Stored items
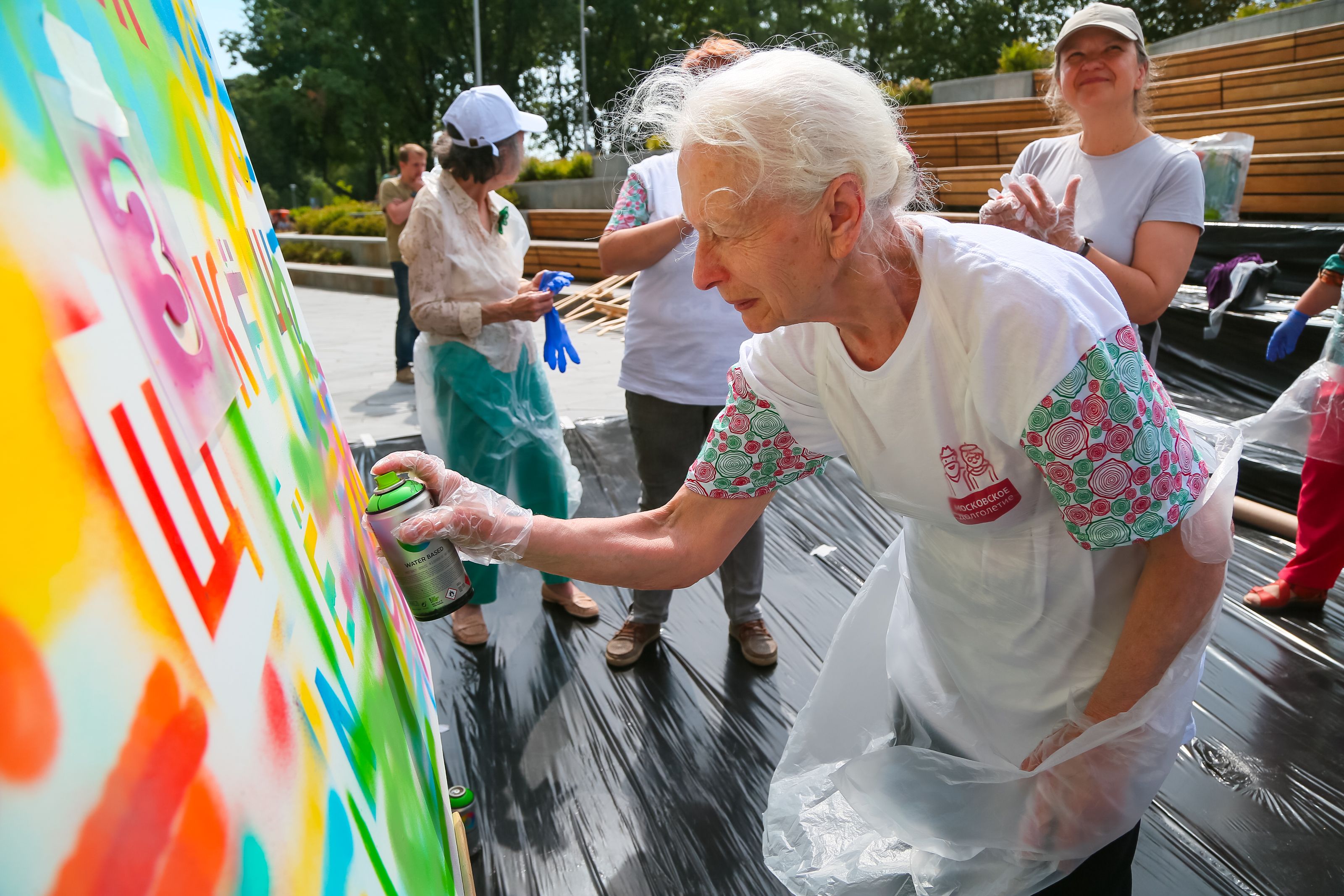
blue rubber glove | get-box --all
[542,307,579,373]
[538,270,574,296]
[538,270,579,373]
[1265,307,1310,361]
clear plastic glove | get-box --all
[1265,307,1310,361]
[1005,175,1083,252]
[372,451,532,563]
[1020,713,1130,854]
[980,175,1028,234]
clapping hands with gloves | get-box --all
[538,271,579,373]
[980,175,1083,252]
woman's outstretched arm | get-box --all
[374,451,770,590]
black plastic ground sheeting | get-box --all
[1157,287,1329,513]
[356,418,1344,896]
[1185,222,1344,296]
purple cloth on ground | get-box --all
[1204,252,1265,309]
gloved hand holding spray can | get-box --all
[365,470,472,622]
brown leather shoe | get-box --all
[606,619,663,669]
[728,619,780,666]
[542,582,601,619]
[453,603,491,647]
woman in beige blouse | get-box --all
[398,86,598,645]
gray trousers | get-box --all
[625,391,765,625]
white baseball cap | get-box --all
[444,84,546,156]
[1055,3,1144,50]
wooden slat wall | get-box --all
[902,98,1054,134]
[903,55,1344,138]
[1156,23,1344,81]
[523,239,602,282]
[527,208,612,239]
[911,97,1344,168]
[933,152,1344,215]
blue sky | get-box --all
[195,0,251,78]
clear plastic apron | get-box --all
[764,400,1241,896]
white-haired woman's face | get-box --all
[677,147,837,333]
[1059,27,1147,111]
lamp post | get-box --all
[579,0,597,152]
[472,0,481,87]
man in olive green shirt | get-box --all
[378,144,429,383]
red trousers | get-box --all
[1278,381,1344,589]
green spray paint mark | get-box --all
[345,794,398,896]
[313,669,378,818]
[360,561,453,893]
[224,399,340,673]
[238,834,270,896]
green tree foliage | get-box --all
[999,38,1055,74]
[224,0,1243,204]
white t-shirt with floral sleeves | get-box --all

PROBLEM:
Rewrite all the records above with every "trousers" changed to "pants" and nothing else altered. Leave the pictures out of your answer.

EXERCISE RESPONSE:
blue rubber glove | get-box --all
[542,307,579,373]
[538,270,574,296]
[538,270,579,373]
[1265,307,1310,361]
clear plastic glove | get-box --all
[1265,307,1310,361]
[1005,175,1083,252]
[372,451,532,563]
[1020,713,1130,854]
[980,175,1028,234]
clapping hands with gloves | get-box --all
[538,271,579,373]
[980,175,1083,252]
woman's outstretched arm | get-box --all
[374,451,770,590]
black plastic ground sheeting | get-box --all
[1157,287,1329,513]
[356,418,1344,896]
[1185,222,1344,296]
purple cloth on ground | get-box --all
[1204,252,1265,309]
gloved hand holding spray can | get-box --all
[365,470,472,622]
brown leather shoe | get-box --all
[606,619,663,669]
[728,619,780,666]
[542,582,601,619]
[453,603,491,647]
woman in beige blouse | get-box --all
[398,86,598,645]
gray pants | get-box --all
[625,391,765,625]
white baseball cap | get-box --all
[444,84,546,156]
[1055,3,1144,50]
wooden slat wall | get-box --all
[902,98,1054,134]
[903,55,1344,138]
[1156,23,1344,81]
[523,239,602,282]
[527,208,612,239]
[911,97,1344,168]
[933,152,1344,215]
blue sky | get-box --all
[195,0,251,78]
clear plastic apron | get-box --all
[764,400,1241,896]
white-haired woman's face | get-box --all
[677,147,837,333]
[1059,27,1147,111]
lamp post | get-box --all
[579,0,597,152]
[472,0,481,87]
man in olive green shirt | get-box --all
[378,144,429,383]
red pants | get-box --all
[1278,381,1344,589]
green spray paint mark | get-box --all
[345,794,398,896]
[313,669,378,818]
[360,561,453,893]
[224,399,340,673]
[238,834,270,896]
green tree foliage | get-box --all
[999,38,1055,74]
[224,0,1243,204]
white t-shirt with floral sleeves | get-box --all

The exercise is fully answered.